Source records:

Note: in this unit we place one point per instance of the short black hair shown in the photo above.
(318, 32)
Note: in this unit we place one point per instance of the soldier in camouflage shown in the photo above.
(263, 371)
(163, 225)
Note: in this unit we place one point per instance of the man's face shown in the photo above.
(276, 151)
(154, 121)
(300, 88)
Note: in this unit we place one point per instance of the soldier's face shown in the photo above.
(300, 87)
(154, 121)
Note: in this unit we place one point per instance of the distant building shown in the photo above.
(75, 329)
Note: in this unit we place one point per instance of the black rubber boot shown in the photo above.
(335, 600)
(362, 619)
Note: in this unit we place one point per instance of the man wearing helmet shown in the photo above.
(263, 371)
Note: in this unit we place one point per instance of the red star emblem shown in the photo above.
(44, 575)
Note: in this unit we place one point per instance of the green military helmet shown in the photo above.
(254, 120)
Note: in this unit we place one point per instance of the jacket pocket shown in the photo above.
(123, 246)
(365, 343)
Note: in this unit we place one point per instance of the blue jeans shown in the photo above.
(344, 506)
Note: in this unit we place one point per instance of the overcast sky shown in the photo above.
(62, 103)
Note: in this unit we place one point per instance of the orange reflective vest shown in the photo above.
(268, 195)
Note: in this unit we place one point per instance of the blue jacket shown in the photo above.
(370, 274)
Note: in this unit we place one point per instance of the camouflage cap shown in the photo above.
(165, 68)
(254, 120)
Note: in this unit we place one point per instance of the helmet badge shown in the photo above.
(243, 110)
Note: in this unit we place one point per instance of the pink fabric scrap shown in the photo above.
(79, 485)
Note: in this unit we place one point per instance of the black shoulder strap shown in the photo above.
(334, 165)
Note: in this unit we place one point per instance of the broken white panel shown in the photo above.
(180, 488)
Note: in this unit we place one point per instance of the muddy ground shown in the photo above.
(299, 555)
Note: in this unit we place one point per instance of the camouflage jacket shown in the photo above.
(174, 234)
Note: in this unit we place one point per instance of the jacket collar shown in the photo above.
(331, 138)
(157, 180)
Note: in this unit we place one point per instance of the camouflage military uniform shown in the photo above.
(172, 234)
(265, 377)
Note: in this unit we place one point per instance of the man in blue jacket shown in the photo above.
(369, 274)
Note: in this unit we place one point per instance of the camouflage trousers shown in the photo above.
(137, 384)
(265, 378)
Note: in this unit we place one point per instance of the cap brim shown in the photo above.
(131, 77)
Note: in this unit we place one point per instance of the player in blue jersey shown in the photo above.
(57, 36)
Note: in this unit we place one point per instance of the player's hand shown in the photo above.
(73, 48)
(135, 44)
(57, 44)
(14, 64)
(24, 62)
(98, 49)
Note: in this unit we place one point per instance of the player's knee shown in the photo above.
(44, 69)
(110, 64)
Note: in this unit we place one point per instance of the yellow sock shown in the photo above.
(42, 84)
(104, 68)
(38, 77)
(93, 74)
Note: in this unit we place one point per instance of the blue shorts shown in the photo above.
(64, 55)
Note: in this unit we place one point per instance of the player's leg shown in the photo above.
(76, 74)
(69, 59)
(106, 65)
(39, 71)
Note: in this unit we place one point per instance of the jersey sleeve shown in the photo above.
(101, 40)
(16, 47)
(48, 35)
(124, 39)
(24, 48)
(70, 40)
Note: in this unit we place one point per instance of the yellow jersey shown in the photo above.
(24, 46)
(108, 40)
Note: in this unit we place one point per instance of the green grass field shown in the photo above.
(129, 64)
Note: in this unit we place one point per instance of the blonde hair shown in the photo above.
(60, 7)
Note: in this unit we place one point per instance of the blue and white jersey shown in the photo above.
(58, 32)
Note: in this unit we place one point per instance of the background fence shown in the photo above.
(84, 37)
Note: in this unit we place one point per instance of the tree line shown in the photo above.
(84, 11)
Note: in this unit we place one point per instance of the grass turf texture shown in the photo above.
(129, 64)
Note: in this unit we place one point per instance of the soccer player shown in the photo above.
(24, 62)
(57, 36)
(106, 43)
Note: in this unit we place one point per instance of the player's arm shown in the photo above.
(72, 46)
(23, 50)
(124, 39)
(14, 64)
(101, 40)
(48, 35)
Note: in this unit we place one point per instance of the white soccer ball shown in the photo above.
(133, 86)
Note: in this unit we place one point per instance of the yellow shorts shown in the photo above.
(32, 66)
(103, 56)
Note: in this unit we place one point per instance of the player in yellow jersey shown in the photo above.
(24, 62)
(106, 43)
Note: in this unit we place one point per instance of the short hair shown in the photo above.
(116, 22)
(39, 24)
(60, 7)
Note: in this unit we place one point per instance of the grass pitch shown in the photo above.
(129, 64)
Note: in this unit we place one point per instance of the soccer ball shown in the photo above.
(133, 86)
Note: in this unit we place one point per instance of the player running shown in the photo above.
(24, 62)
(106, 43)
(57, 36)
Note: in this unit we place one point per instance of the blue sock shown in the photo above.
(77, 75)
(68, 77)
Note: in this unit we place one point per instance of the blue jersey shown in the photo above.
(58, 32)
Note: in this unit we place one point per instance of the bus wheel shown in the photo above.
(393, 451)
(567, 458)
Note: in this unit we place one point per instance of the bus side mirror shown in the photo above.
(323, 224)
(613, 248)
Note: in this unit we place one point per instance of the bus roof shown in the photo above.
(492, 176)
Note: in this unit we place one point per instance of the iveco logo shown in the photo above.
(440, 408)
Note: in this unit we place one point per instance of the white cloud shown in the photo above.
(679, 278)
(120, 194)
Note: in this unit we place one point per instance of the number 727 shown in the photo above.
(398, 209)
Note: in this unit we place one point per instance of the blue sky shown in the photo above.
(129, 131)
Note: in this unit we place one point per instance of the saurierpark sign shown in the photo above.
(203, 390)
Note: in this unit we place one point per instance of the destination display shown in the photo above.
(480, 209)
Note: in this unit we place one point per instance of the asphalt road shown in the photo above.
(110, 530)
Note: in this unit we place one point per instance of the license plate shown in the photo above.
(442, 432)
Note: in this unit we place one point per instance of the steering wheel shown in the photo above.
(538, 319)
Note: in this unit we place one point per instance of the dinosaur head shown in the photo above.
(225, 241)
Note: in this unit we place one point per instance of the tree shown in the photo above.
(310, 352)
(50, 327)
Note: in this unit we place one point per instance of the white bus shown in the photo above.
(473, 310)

What you will do:
Write the data out again, verbatim.

Result for this task:
Note: in this unit we place one point per instance of the short black hair shown in the photo above.
(318, 32)
Note: in this unit we place one point per instance of the soldier in camouflage shown in the photo above.
(263, 371)
(163, 225)
Note: in this unit we place one point per instance of the man's face shown in the photo above.
(276, 151)
(154, 121)
(300, 88)
Note: in this unit we place one point per instance of the soldier's face shown in the photo above.
(300, 87)
(154, 121)
Note: in this unit we place one point per instance of the distant building shown in the photo above.
(75, 329)
Note: in this unit we place one point per instance of the black rubber boot shown in the photo above.
(335, 600)
(362, 619)
Note: in this unit we place one point per instance of the man wearing helmet shown in the photo above.
(263, 371)
Note: in this unit we place one point per instance of the red star emblem shown in the photo above.
(44, 575)
Note: in this unit we place one point per instance of the green military helmet shown in the photo above.
(254, 120)
Note: in this unit we place one point per instance of the jacket pocket shown in the photo above.
(123, 246)
(365, 343)
Note: in this unit we place one point per instance of the blue jeans shown in the photo above.
(344, 506)
Note: in this unit we place one point per instance of the overcast sky shown in the photo above.
(62, 103)
Note: in this unit we place one point per instance of the orange reflective vest shown in the photo above.
(268, 195)
Note: in this unit we place one point per instance of the blue jacket shown in the photo above.
(370, 274)
Note: in this unit we place one point per instance of the camouflage cap shown in the photo above.
(165, 68)
(254, 120)
Note: in this unit we place one point per instance of the helmet badge shown in the photo above.
(243, 110)
Note: in this unit we place one point per instance of the pink fabric scrap shown in the photo above.
(79, 485)
Note: in this unit we place one point per instance of the black shoulder strap shown in the photo above.
(334, 165)
Note: in this unit we place one point per instance of the broken white panel shown in the photo above.
(180, 488)
Note: in this unit we place one point per instance of the muddy ground shown in the photo above.
(299, 555)
Note: in this unit we place one point per instance of the camouflage jacket shown in the photo above.
(174, 234)
Note: in this unit we place one point per instance of the jacket collar shown in the photo above.
(331, 138)
(157, 180)
Note: in this unit we place one point per instance of the camouflage military uniform shown in the photo above.
(172, 234)
(265, 377)
Note: in this unit we place one point per instance of the man in blue jacket shown in the photo above.
(369, 274)
Note: in this unit we place one point per instance of the camouflage trousers shown in the photo above.
(137, 384)
(265, 378)
Note: in this unit we place one point per instance of the cap brim shown in the photo above.
(131, 77)
Note: in this unit we place one point per instance of the player in blue jersey shown in the photo above.
(57, 36)
Note: in this unit we place one point per instance of the player's hand shown in the photo above.
(73, 48)
(135, 44)
(57, 44)
(14, 64)
(24, 62)
(98, 49)
Note: in this unit we place one point per instance of the player's knee shown in the photo above.
(44, 69)
(110, 64)
Note: in this unit we place one point per instance of the yellow sock shown in the photo above.
(42, 84)
(104, 68)
(38, 77)
(93, 74)
Note: in this unit we place one point per instance of the blue shorts shown in the photo above.
(64, 55)
Note: in this unit we place one point per instance of the player's leg shown in the photo above.
(76, 74)
(69, 59)
(106, 65)
(39, 71)
Note: in this unit we place one point per instance of the jersey sleeve shown in the photo above.
(101, 40)
(16, 47)
(48, 35)
(124, 39)
(24, 48)
(70, 40)
Note: in this unit we place one point per instance of the yellow jersey shown in the photo above.
(24, 46)
(108, 40)
Note: in this unit we place one point per instance of the green grass field shown in the photo above.
(129, 64)
Note: in this unit we place one point per instance of the blonde hair shown in the photo above.
(60, 7)
Note: in this unit we place one point per instance of the blue and white jersey shown in the photo above.
(58, 32)
Note: in this unit we place one point per instance of the background fence shown in the photo above.
(84, 37)
Note: in this unit we place one point per instance of the tree line shown in the photo above.
(84, 11)
Note: in this unit we place one point per instance of the grass turf texture shown in the photo above.
(129, 64)
Note: in this unit we place one point per instance of the soccer player shown in the photo above.
(24, 62)
(57, 36)
(106, 43)
Note: in this unit we place one point per instance of the player's arm shown in the photo above.
(72, 46)
(23, 50)
(124, 39)
(14, 64)
(101, 40)
(48, 35)
Note: in this unit we place one point per instance of the white soccer ball shown in the photo above.
(133, 86)
Note: in this unit we place one point per instance of the yellow shorts shown in the photo above.
(32, 66)
(103, 56)
Note: in this unit we place one point per instance of the player in yellow jersey shown in the photo above.
(24, 62)
(106, 43)
Note: in this unit we place one point per instance of the short hair shown in the photo above.
(116, 22)
(39, 24)
(60, 7)
Note: in this unit we place one point per instance of the grass pitch shown in the photo above.
(129, 64)
Note: in this unit we place one point per instance of the soccer ball shown in the photo above.
(133, 86)
Note: in this unit we place one point per instance of the player running shown in the photo above.
(24, 62)
(106, 43)
(57, 36)
Note: in this unit we place one point per instance of the blue sock shown in the photo above.
(77, 75)
(68, 77)
Note: in this unit we place one point per instance of the blue jersey shown in the photo above.
(58, 32)
Note: in this unit we place one point per instance of the bus wheel shown in the photo above.
(393, 451)
(567, 458)
Note: in this unit we place one point per instance of the bus side mirror shown in the photo above.
(323, 224)
(613, 248)
Note: in this unit we place one point per instance of the bus roof shown in the photo above.
(492, 176)
Note: in this unit we place one point per instance of the iveco logo shown in the photo above.
(440, 408)
Note: in this unit we place one point per instance of the white cloud shown in the photo above.
(679, 278)
(120, 194)
Note: in this unit we place one point per instance of the number 727 shown in the photo above.
(398, 209)
Note: in this unit we place one point per instance of the blue sky shown in the photo above.
(129, 131)
Note: in this unit we place one point per instance of the saurierpark sign shown in the photo above.
(203, 390)
Note: in this unit we place one point per instance of the destination display shown in the photo above.
(480, 209)
Note: in this unit we place one point per instance of the asphalt road shown in the photo above.
(110, 530)
Note: in this unit we place one point per instance of the license plate shown in the photo above.
(442, 432)
Note: in this unit we place one point per instance of the steering wheel shown in the photo above.
(538, 319)
Note: in this unit we place one point per instance of the dinosaur head shown in the photo above.
(225, 241)
Note: in this unit we place one point per instance of the tree shown in the photo above.
(310, 352)
(50, 327)
Note: in this unit we place one point per instance of the white bus shown in the photo above.
(473, 310)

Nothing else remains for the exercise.